TEXT BLOCK:

(begin)

Question: Let $P(z)=az^2+bz+c$, where $a,b,c$ are complex numbers.
(a) If $P(z)$ is real for all real numbers $z$, show that $a,b,c$ are real numbers.
(b) In addition to $(a)$ above, assume that $P(z)$ is not real whenever $z$ is not real. Show that $a=0$.
My approach: Given that $P(z)\in\mathbb{R}$, whenever $z\in\mathbb{R}$.
This implies that $P(0)=c\in\mathbb{R}$.
This also implies that $P(1)=a+b+c\in\mathbb{R}$ and $P(-1)=a-b+c\in\mathbb{R}$, which implies that $P(1)+P(-1)=2(a+c)\in\mathbb{R}\implies a+c\in\mathbb{R}\implies a\in\mathbb{R}.$
Again we have $P(1)-P(-1)=2b\in\mathbb{R}\implies b\in\mathbb{R}.$
Therefore, $a,b,c\in\mathbb{R}$. Hence we are done with part $(a)$ of the problem.
For the $(b)$ part I was trying to prove that $a=0$ by substituting $z=i$ and $z=-i$ in the given identity. But, couldn't get anything significant out of it.
Hints please.
If $a\ne0$, $P$ is a quadratic $\in\Bbb R[X]$, so its roots are two (possibly equal) reals or a complex conjugate pair, but (b) precludes the latter. Let $p,q$ be the roots of $P(z)$. So write $P(z)=a(z-p)(z-q)$. But for $t\in\Bbb R$ and $t\neq 0$,$$P((p+q)/2+ti)=-a((p-q)^2/4+t^2).$$

(end)

AVAILABLE DATA:

(begin)

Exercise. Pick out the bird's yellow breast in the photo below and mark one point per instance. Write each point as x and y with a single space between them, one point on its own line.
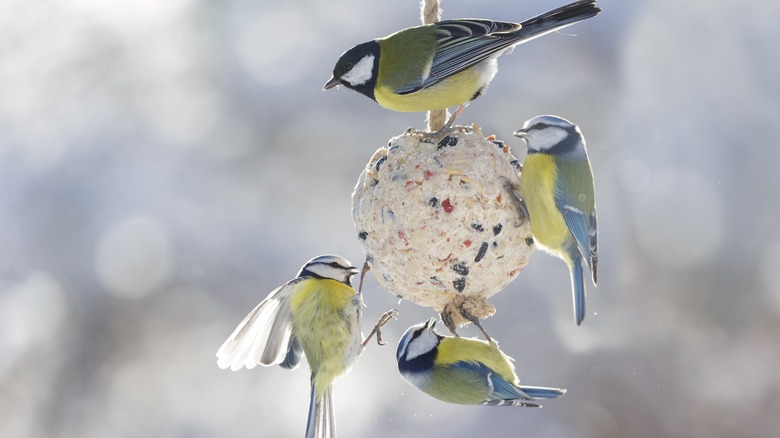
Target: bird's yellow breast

(end)

GOAL OF THE EXERCISE:
Answer these questions about the forum thread on the quadratic P(z):
1. Which value of P does the poster use to conclude that c is real?
2. Which two values of z did the poster substitute when attempting part (b)?
3. In the reply, how is P(z) written in terms of its roots p and q?

FULL RESPONSE:
1. P(0), which equals c.
2. z = i and z = -i.
3. P(z) = a(z - p)(z - q).